PAGE TEXT:
··········
For centuries, cats walked a precarious line between reverence and revulsion in European society. By the late Middle Ages, they had become entangled in the dark mythology of witchcraft, suffering persecution alongside those accused of sorcery. But as the flames of superstition began to dim in the 17th century, a remarkable transformation took place. The cat, once feared as a demonic familiar, slowly reclaimed its place in human hearts and homes.
The Great Rehabilitation
The shift began subtly. As Enlightenment thinking spread across Europe and witch trials declined, people gradually stopped attributing supernatural powers to cats. The animals were no longer seen as vessels of evil but rather as what they had always been: skilled hunters and surprisingly pleasant companions. It became socially acceptable once again to own a cat or be associated with one, a seemingly small change that marked a profound cultural turning point.
Cats began their return to respectability by slipping back into the spaces they had occupied centuries before. Noble estates welcomed them into their halls, while farmers rediscovered their value in protecting grain stores from rodents. This practical appreciation laid the groundwork for something entirely new: cats as objects of aesthetic admiration and even competitive display.
··········
Data records
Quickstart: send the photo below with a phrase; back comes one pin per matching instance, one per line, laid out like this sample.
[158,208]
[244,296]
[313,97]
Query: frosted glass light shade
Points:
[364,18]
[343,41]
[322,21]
··········
PROBLEM REQUIREMENTS:
Continue the text on how cats regained favor in European society, picking up after its final sentence.

ANSWER TO THIS PROBLEM:
The Birth of Cat Fancy
The first recorded cat show took place in 1598 at the St. Giles Fair in Winchester, England, a curious early experiment that predated the organized cat fancy movement by more than two centuries. But it wasn’t until the mid-18th century that public interest in showcasing cats began to grow in earnest, reflecting broader changes in how people viewed pets and domestic animals.
The true catalyst came during the Victorian era, when Britain’s fascination with classification, collection, and exhibition reached its peak. Enter Harrison Weir, an artist, writer, and devoted cat enthusiast who would become known as the father of the cat fancy. Weir organized what is widely considered the first major cat show, held on July 13, 1871, at the magnificent Crystal Palace in Sydenham, London.
The event was a sensation. Over two days, approximately 20,000 visitors streamed through the exhibition to view 170 cats, mostly British Shorthairs and Persians. Among them was a Siamese cat, the first of its breed to be exhibited in Britain, causing considerable excitement among attendees. The show was democratic in its own way. While the first exhibition attracted mostly middle and upper-class cat lovers, a second show in December 1871 introduced a category specifically for the “working man’s cat,” acknowledging that feline appreciation crossed class boundaries.
Weir went on to found and serve as the first president of the National Cat Club, cementing the organizational structure that would govern cat exhibitions for generations. The trend crossed the Atlantic, and on May 8, 1895, the first American cat show opened at Madison Square Garden, bringing competitive cat breeding and showing to the New World.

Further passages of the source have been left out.